— Required task —
Render the lines of the records below as a numbered list, from the line holding "Mark one point on every instance of the man's smile" through the line holding "pixel 403 363", both included, with any blank lines left out.

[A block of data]
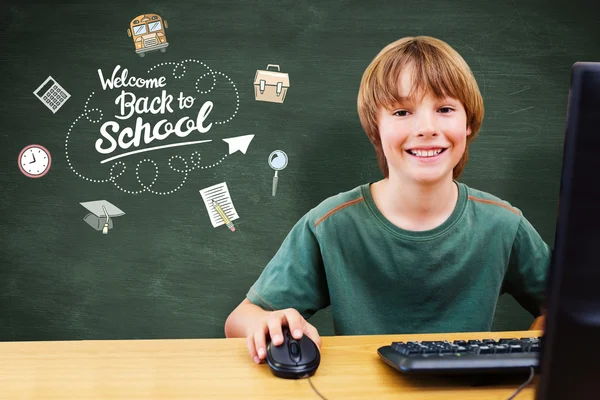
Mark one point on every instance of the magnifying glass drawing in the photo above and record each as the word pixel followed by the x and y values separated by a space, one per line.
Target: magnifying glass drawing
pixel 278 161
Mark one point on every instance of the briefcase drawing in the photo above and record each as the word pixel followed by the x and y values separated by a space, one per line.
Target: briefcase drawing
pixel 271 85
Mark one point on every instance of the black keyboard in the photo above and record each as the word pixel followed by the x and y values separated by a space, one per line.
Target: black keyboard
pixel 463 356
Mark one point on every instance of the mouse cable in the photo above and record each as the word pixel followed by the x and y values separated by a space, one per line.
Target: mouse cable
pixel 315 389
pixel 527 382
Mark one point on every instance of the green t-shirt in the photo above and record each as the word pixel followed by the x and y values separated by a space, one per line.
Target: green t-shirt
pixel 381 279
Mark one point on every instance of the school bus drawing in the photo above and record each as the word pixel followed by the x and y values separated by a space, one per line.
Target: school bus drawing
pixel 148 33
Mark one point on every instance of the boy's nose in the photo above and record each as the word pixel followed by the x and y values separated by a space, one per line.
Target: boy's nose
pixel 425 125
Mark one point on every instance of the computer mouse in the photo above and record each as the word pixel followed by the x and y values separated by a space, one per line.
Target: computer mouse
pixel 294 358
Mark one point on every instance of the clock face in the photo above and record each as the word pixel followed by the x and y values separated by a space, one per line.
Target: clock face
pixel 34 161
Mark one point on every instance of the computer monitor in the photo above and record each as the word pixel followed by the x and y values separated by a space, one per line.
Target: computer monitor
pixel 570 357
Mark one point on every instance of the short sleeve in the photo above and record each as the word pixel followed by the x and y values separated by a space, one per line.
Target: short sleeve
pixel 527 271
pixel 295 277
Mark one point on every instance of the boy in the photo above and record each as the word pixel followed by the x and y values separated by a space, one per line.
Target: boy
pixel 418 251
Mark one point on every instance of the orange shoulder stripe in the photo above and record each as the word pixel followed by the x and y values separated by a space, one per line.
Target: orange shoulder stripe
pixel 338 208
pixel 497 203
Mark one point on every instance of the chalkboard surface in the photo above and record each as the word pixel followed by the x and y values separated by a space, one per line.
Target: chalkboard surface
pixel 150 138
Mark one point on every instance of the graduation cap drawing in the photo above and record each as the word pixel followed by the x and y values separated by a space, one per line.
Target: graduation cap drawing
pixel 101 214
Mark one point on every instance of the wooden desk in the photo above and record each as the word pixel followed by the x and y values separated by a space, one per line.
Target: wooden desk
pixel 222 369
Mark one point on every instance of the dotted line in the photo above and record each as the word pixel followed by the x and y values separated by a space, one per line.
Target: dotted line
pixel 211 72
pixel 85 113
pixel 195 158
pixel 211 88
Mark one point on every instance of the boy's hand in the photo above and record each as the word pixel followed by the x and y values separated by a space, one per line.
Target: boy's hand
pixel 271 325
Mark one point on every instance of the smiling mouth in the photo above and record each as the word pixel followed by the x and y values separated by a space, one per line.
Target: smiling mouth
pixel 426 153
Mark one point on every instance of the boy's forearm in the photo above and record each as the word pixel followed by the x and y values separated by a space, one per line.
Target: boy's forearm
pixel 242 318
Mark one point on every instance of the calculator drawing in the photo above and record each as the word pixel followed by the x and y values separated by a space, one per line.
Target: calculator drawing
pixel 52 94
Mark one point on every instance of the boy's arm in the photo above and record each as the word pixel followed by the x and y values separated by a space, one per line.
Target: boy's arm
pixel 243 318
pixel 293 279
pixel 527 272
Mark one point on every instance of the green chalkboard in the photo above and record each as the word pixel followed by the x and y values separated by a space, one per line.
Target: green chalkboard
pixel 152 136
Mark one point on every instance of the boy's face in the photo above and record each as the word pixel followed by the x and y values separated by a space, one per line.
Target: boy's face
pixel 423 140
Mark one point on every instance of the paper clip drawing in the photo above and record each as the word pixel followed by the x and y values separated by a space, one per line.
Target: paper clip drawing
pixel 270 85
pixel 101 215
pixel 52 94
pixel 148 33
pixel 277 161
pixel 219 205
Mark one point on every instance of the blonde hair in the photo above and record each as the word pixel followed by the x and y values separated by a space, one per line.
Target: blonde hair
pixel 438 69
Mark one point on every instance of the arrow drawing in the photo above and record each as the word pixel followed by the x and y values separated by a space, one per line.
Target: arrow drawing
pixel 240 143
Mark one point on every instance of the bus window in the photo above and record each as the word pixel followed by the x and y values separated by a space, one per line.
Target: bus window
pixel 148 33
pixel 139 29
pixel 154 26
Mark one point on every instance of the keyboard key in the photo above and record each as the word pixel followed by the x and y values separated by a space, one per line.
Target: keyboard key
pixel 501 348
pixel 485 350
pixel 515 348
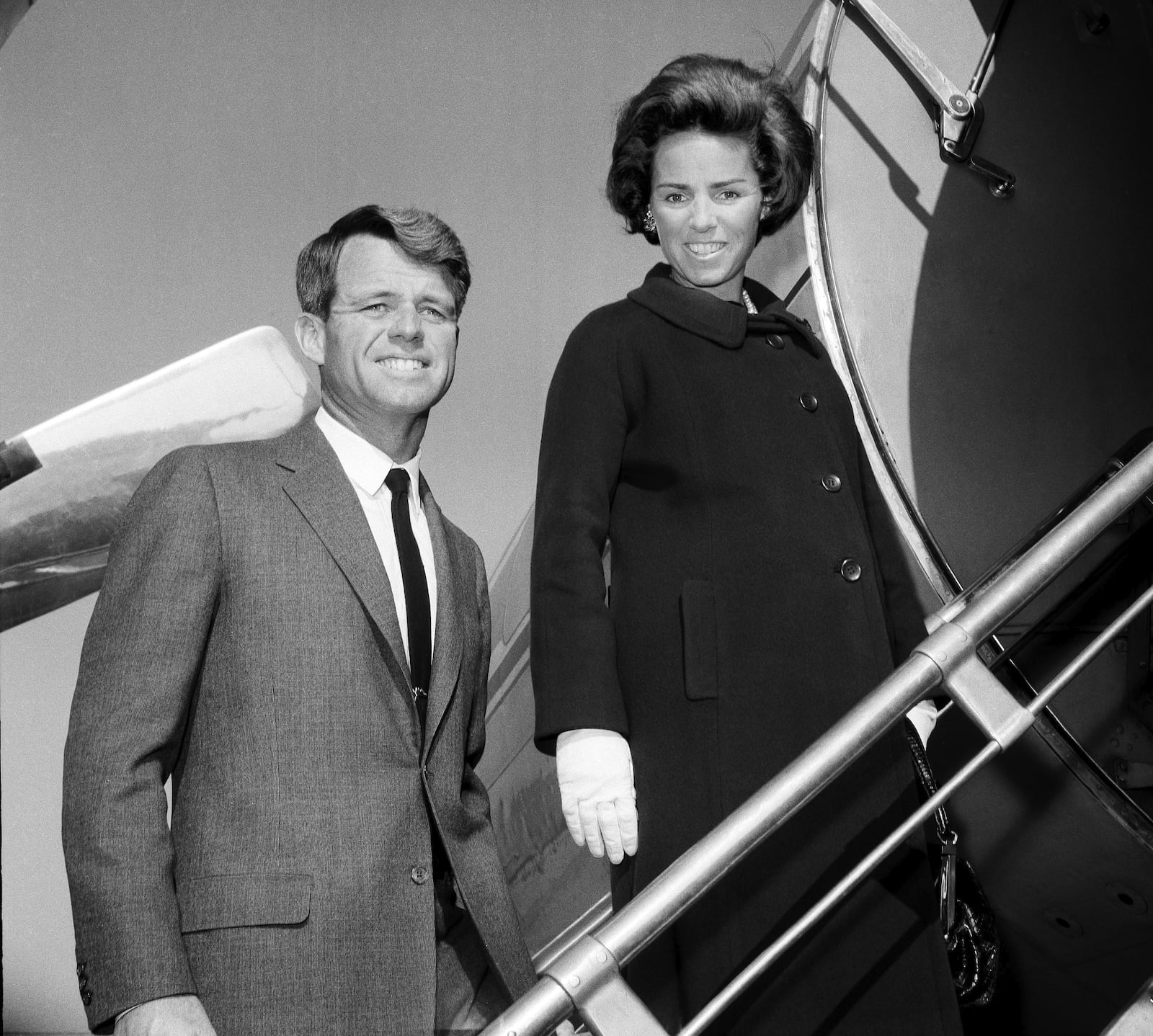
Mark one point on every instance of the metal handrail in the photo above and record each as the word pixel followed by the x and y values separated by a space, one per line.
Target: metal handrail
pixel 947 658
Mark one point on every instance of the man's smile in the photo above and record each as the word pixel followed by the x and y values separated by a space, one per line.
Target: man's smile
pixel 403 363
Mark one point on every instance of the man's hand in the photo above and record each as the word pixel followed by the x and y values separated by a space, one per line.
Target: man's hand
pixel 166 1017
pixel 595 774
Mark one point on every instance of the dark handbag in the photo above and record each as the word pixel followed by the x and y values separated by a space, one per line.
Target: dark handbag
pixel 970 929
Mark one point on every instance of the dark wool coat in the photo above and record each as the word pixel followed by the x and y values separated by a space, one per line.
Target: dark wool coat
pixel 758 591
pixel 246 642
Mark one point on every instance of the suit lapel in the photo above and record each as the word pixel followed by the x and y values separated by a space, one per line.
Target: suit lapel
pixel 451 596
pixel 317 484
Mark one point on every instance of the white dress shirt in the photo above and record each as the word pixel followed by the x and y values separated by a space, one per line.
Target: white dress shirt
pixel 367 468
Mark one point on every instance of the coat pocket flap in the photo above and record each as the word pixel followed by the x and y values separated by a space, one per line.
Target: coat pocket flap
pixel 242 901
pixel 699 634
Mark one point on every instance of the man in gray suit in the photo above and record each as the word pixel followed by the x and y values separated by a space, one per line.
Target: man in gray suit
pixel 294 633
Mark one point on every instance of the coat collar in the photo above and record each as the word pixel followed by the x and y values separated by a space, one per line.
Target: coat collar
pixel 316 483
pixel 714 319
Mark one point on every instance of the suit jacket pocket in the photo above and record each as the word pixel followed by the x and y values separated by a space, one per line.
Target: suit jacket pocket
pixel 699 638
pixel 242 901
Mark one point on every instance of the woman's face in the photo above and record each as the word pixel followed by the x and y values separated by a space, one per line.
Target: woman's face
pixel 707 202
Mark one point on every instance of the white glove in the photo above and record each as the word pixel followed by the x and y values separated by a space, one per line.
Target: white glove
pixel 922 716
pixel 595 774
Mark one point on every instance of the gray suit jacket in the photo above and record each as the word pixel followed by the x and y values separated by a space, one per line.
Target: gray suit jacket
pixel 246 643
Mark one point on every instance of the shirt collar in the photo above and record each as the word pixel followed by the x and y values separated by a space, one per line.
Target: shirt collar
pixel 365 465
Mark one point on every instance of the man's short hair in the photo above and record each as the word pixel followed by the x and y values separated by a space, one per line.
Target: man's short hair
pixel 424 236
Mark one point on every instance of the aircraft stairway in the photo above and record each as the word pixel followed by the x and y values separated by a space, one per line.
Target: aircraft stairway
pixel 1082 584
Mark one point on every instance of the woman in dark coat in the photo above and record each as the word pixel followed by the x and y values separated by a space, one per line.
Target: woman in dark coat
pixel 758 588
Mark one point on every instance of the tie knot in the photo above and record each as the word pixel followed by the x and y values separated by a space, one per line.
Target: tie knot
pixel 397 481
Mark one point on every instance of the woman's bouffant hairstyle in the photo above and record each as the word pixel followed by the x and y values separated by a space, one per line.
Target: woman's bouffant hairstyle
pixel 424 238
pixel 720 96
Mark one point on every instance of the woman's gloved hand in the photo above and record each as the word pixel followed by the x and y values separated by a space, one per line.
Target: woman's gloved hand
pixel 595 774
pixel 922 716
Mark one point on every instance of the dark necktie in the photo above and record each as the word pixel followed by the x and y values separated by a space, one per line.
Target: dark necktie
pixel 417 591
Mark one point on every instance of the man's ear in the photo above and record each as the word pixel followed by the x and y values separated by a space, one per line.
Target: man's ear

— Task answer —
1. Mark one point on every instance of the man's smile in the photo above and record each as the word pixel followed by the x and y values separated by a space, one per line.
2. Target: man's smile
3. pixel 403 363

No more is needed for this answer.